──────── EXTRACTED RECORDS
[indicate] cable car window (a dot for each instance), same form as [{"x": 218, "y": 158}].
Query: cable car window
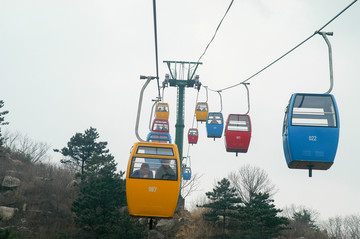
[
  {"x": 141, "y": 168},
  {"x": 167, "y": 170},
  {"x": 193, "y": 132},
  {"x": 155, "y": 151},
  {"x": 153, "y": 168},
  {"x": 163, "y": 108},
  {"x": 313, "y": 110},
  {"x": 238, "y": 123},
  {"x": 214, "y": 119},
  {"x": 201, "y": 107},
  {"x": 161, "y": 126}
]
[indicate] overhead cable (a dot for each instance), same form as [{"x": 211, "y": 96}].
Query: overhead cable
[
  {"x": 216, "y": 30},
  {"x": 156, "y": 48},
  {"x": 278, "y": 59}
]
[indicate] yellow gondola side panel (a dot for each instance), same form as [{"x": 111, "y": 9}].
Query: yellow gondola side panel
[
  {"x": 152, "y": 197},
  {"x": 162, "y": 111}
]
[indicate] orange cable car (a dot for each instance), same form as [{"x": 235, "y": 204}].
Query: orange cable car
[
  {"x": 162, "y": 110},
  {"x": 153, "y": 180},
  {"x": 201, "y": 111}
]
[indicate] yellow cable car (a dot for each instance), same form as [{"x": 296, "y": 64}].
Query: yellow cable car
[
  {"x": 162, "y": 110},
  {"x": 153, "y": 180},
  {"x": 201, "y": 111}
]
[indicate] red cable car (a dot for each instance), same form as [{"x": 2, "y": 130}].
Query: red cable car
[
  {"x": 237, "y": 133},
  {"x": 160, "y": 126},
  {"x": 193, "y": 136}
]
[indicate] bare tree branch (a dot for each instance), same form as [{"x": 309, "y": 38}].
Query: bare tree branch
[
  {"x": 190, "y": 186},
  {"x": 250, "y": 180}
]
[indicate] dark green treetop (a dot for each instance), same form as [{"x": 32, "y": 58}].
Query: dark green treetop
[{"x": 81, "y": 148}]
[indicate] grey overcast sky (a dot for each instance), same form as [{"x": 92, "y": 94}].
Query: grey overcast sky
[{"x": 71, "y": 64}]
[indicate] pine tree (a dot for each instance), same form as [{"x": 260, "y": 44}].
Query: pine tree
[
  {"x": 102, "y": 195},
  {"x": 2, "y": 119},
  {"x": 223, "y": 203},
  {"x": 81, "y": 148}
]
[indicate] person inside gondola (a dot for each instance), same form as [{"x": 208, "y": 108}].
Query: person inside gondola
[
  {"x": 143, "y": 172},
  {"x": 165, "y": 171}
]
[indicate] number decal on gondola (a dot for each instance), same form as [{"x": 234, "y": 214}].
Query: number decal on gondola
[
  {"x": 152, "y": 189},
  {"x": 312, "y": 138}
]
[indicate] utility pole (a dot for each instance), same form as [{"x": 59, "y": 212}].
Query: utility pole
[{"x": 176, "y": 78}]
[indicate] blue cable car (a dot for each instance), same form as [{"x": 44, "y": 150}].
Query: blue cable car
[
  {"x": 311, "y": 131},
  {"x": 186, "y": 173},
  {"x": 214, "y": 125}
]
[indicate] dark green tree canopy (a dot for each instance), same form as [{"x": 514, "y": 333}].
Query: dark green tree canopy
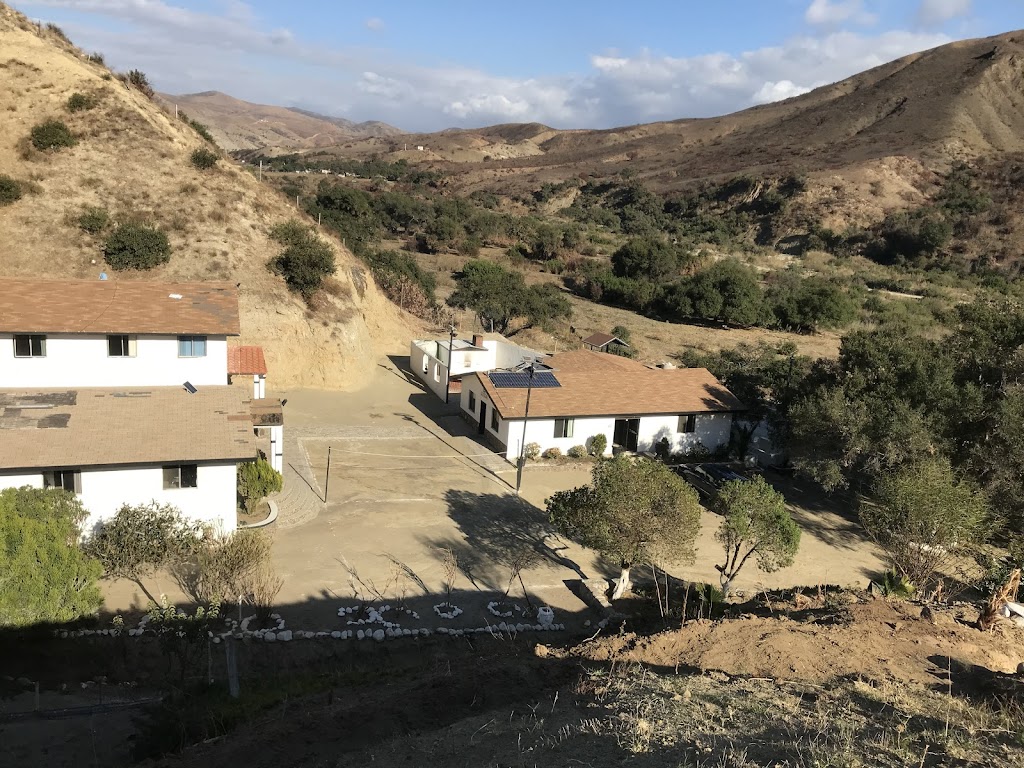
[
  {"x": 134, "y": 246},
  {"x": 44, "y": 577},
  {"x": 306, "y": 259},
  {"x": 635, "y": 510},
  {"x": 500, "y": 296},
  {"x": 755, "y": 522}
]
────────────────
▸ ASSIGNMENT
Your task is to set down every entry exactly, leaving out any picture it contains.

▸ REPLY
[indicate] cable car window (a dot for each instance), same form as [{"x": 218, "y": 158}].
Query: cable car window
[
  {"x": 141, "y": 168},
  {"x": 167, "y": 170},
  {"x": 193, "y": 132},
  {"x": 155, "y": 151},
  {"x": 153, "y": 168},
  {"x": 163, "y": 108},
  {"x": 313, "y": 110},
  {"x": 238, "y": 123},
  {"x": 214, "y": 119},
  {"x": 201, "y": 107},
  {"x": 161, "y": 126}
]
[indicate] overhead cable (a dot for each instance), same form as [{"x": 211, "y": 96}].
Query: overhead cable
[
  {"x": 216, "y": 30},
  {"x": 156, "y": 48},
  {"x": 278, "y": 59}
]
[indicate] yellow gondola side panel (a dot for each instance), same form as [{"x": 111, "y": 9}].
Query: yellow gondola side panel
[
  {"x": 152, "y": 197},
  {"x": 162, "y": 111}
]
[indicate] orange cable car (a dot for each instance), same form as [{"x": 235, "y": 204}].
Query: orange cable car
[
  {"x": 162, "y": 110},
  {"x": 153, "y": 180},
  {"x": 201, "y": 111}
]
[indicate] yellow cable car (a dot for each instance), same form as [{"x": 296, "y": 64}].
Query: yellow cable car
[
  {"x": 162, "y": 110},
  {"x": 153, "y": 180},
  {"x": 201, "y": 111}
]
[indicate] red cable car (a dot for each instance), same form as [{"x": 2, "y": 130}].
Query: red cable car
[
  {"x": 237, "y": 133},
  {"x": 160, "y": 126},
  {"x": 193, "y": 136}
]
[indicate] bare tree branch (a dot for each instance), same form as [{"x": 309, "y": 38}].
Query: bare tree branch
[
  {"x": 190, "y": 186},
  {"x": 250, "y": 180}
]
[indicate] dark green treetop (a dot for each instance), same form as [{"x": 32, "y": 58}].
Query: dark green treetop
[{"x": 81, "y": 148}]
[indicate] grey overcast sky (a dot for each instance), same form as [{"x": 92, "y": 94}].
Query: grey overcast sky
[{"x": 71, "y": 64}]
[indicate] pine tree (a dot for each instance), same form as [{"x": 260, "y": 44}].
Query: pine tree
[
  {"x": 102, "y": 195},
  {"x": 2, "y": 119},
  {"x": 223, "y": 203},
  {"x": 81, "y": 148}
]
[indicate] person inside gondola (a dot for each instance), same form as [{"x": 208, "y": 108}].
Query: person inside gondola
[
  {"x": 143, "y": 172},
  {"x": 165, "y": 171}
]
[indicate] number decal on gondola (a dot for each instance), same form as [{"x": 234, "y": 214}].
Query: number decal on gondola
[
  {"x": 152, "y": 189},
  {"x": 312, "y": 138}
]
[indicate] utility pole (a dot for each instance), same form as [{"x": 59, "y": 212}].
Query: utility pole
[{"x": 176, "y": 78}]
[indicate] blue cable car (a dot for each instance), same form as [{"x": 44, "y": 150}].
Query: blue cable car
[
  {"x": 311, "y": 131},
  {"x": 186, "y": 173},
  {"x": 214, "y": 125}
]
[indicate] dark green tree canopy (a dot for each instance), same form as [{"x": 514, "y": 333}].
Query: dark green tree canopy
[
  {"x": 134, "y": 246},
  {"x": 44, "y": 577},
  {"x": 306, "y": 259},
  {"x": 635, "y": 510},
  {"x": 500, "y": 296},
  {"x": 755, "y": 522}
]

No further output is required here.